• [Kurze Übung 1]: Wer hat laut dem Artikel über Start-up-Ökosysteme in den 1940er Jahren das Action Research entwickelt?
• [Kurze Übung 2]: Schreiben Sie die Zeilen der gespeicherten Dateneinträge wortgetreu ab. Beginnen Sie bei der Zeile mit „For the evaluation set, locate the window in“ und hören Sie mit der letzten Zeile der Dateneinträge auf.

• [Artikel]:
○ ○ ○ ○

In erfolgreichen Start-up-Ökosystemen arbeiten vier Sektoren partnerschaftlich zusammen. Die Politik fördert aktiv die Bildung, neue Technologien und Innovationen. Der Wissenschaft gelingt die erfolgreiche Ausgründung von Start-ups. Wagniskapitalgeber und ein Corporate Venture Management finanzieren nicht nur die Gründung, sondern auch die Skalierung der Start-ups. Und auch die Gesellschaft spielt eine wichtige Rolle, indem sie ein positives Innovationsklima und attraktive Rahmenbedingungen schafft.

Lernprozess Innovationsstrategie

Dieses Zusammenspiel hat mit mehreren Jahrzehnten Vorsprung gegenüber Europa zur Erfolgsgeschichte des Silicon Valleys geführt.4 Das Beispiel zeigt jedoch auch das Spannungsverhältnis zwischen dem gegenwärtigen KI-Boom und den explodierenden Lebenshaltungskosten an der US-amerikanischen Westküste.

Die Entwicklung von Start-up-Ökosystemen wurde durch die in den 1960er Jahren entstandene Design-Wissenschaft5 und Methoden wie dem Design Thinking befruchtet.6 Das Design Thinking unterstützt den interdisziplinären Lernprozess zur Gestaltung von digitalen Geschäftsmodellen. Dabei wirken innovative Technologien als Ermöglicher von neuen Formen der Problemlösung und Befriedigung von Kundenbedürfnissen. Das bereits in den 1940er Jahren von dem Psychologie-Professor Kurt Lewin in den USA entwickelte Action Research7 liefert die theoretische Basis für Lernschleifen, die von Hypothesen ausgehen, etwas gestalten, das man bei Kunden testen kann und deren Ergebnisse zu möglichen Richtungsänderungen führen. Anfang der 1990er Jahren sind auf dieser Grundlage agile Methoden zur Softwareentwicklung wie Scrum entstanden.8 So sind aus Start-ups, die diese Konzepte nutzen, die wertvollsten Unternehmen der Welt geworden.

○ ○ ○ ○

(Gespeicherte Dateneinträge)
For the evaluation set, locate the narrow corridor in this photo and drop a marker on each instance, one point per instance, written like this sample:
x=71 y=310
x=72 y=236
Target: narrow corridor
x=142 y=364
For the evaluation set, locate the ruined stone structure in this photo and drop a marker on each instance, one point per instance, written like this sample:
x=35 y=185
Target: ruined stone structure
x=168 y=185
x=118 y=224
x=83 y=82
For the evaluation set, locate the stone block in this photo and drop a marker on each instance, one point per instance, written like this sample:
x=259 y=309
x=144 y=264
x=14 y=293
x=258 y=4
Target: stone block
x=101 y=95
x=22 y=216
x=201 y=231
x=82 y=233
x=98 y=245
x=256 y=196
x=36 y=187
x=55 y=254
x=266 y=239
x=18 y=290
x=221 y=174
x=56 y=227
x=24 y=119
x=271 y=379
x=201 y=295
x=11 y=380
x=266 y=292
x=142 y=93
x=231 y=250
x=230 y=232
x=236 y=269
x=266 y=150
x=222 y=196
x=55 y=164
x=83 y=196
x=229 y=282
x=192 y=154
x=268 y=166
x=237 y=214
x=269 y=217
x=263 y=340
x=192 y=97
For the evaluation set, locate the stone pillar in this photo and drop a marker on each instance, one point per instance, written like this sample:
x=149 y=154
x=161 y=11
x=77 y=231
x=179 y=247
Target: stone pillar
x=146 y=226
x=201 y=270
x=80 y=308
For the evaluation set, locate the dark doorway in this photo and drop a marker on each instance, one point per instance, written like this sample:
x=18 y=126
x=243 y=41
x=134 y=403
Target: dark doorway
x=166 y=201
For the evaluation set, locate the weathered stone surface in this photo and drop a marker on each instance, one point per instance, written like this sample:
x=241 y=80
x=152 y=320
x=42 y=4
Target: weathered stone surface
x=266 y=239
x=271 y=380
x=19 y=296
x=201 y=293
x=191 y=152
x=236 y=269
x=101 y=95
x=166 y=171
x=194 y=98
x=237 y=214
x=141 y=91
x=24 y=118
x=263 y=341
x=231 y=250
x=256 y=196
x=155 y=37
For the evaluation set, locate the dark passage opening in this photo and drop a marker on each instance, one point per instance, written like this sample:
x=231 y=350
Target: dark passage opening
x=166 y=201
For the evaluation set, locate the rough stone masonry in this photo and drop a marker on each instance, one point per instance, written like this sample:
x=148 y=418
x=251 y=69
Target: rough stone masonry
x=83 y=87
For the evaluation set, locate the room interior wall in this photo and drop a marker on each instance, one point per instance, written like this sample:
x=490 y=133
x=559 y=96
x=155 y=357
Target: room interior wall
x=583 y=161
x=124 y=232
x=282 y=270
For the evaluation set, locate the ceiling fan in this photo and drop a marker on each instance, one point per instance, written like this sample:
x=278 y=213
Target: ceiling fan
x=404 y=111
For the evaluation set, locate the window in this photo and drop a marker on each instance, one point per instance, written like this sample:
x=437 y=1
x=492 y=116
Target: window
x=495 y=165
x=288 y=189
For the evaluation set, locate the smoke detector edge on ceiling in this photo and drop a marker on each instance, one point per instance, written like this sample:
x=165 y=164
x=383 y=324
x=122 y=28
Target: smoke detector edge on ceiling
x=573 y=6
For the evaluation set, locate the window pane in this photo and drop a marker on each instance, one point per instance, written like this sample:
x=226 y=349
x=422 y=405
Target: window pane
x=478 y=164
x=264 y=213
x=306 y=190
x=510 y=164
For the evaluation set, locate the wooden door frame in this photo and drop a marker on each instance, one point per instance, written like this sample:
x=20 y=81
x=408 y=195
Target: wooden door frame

○ ○ ○ ○

• [Vollständige Ausgabe 1]: Der Psychologie-Professor Kurt Lewin in den USA.

• [Vollständige Ausgabe 2]:
For the evaluation set, locate the window in this photo and drop a marker on each instance, one point per instance, written like this sample:
x=437 y=1
x=492 y=116
Target: window
x=495 y=165
x=288 y=189
For the evaluation set, locate the smoke detector edge on ceiling in this photo and drop a marker on each instance, one point per instance, written like this sample:
x=165 y=164
x=383 y=324
x=122 y=28
Target: smoke detector edge on ceiling
x=573 y=6
For the evaluation set, locate the window pane in this photo and drop a marker on each instance, one point per instance, written like this sample:
x=226 y=349
x=422 y=405
Target: window pane
x=478 y=164
x=264 y=213
x=306 y=190
x=510 y=164
For the evaluation set, locate the wooden door frame in this photo and drop a marker on each instance, one point per instance, written like this sample:
x=20 y=81
x=408 y=195
Target: wooden door frame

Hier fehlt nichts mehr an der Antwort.